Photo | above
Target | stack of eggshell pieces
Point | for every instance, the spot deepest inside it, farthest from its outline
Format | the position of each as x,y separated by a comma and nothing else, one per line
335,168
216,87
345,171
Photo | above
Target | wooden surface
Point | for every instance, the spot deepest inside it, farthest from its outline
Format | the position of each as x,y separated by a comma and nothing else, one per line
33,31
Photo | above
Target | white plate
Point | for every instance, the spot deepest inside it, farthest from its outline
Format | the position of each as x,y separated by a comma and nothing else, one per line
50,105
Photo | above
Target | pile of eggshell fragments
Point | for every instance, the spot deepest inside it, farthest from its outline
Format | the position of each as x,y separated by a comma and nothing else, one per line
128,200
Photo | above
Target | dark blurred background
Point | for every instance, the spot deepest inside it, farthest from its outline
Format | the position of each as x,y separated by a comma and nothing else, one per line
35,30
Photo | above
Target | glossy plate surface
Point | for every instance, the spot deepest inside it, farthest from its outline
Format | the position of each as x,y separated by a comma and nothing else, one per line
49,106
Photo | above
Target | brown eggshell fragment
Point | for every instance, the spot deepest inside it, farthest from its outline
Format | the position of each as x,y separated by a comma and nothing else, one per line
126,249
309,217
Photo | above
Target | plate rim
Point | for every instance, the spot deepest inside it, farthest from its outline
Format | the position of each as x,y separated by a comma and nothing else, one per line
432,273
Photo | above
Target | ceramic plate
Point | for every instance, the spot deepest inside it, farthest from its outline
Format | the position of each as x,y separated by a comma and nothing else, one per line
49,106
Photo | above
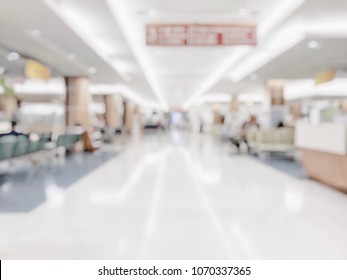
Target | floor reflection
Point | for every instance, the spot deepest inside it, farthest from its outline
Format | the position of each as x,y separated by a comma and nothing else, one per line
25,189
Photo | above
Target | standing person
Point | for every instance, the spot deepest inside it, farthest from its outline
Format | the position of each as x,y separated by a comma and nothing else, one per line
250,124
18,117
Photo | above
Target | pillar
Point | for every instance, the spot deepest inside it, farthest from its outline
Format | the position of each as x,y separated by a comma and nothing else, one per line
129,108
77,102
112,111
275,90
234,104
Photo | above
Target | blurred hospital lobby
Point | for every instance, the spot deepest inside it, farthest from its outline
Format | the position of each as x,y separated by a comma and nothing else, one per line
173,130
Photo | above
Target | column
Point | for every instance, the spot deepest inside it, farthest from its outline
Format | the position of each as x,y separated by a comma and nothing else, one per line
275,90
77,102
113,105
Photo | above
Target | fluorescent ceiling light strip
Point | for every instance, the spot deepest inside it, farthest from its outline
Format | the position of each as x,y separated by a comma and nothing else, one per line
214,98
307,88
279,15
285,40
129,30
59,88
281,12
82,26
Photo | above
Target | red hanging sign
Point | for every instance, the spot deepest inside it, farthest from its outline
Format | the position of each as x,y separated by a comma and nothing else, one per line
201,34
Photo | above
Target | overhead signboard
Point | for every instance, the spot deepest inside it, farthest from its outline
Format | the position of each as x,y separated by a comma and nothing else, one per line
201,34
35,70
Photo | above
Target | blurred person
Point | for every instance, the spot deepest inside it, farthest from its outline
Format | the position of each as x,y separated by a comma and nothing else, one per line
240,135
17,116
13,131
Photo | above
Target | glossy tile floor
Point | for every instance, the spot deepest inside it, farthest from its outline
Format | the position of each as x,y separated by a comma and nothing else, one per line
179,196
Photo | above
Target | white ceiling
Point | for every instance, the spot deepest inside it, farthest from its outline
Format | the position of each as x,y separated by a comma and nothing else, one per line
110,36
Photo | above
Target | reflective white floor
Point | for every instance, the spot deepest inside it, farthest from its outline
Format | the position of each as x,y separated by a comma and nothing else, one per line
179,196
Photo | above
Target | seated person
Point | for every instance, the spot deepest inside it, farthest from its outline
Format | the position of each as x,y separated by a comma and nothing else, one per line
13,131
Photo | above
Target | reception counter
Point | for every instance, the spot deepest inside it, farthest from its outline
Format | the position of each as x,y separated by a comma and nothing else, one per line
324,152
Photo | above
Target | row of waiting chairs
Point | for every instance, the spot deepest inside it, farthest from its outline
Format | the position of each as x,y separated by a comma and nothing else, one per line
15,146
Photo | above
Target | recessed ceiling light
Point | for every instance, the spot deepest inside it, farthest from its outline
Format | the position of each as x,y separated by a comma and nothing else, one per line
35,33
2,70
71,56
253,77
314,45
148,12
92,70
13,56
244,12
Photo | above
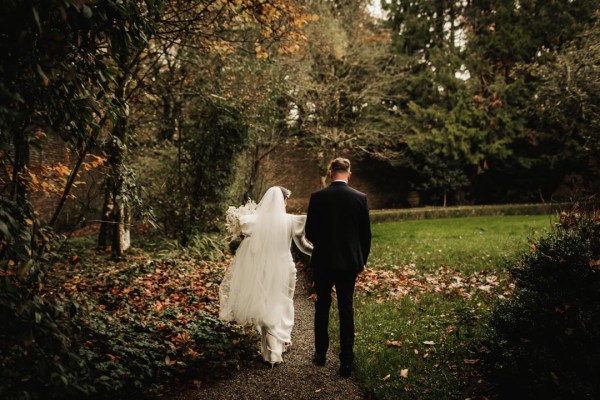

* * *

▶ _TASK_
How many lines of the material above contain the string "white"? Match case exactly and reply with the number alone.

▶ _OUTPUT FOR THIS EXERCISE_
3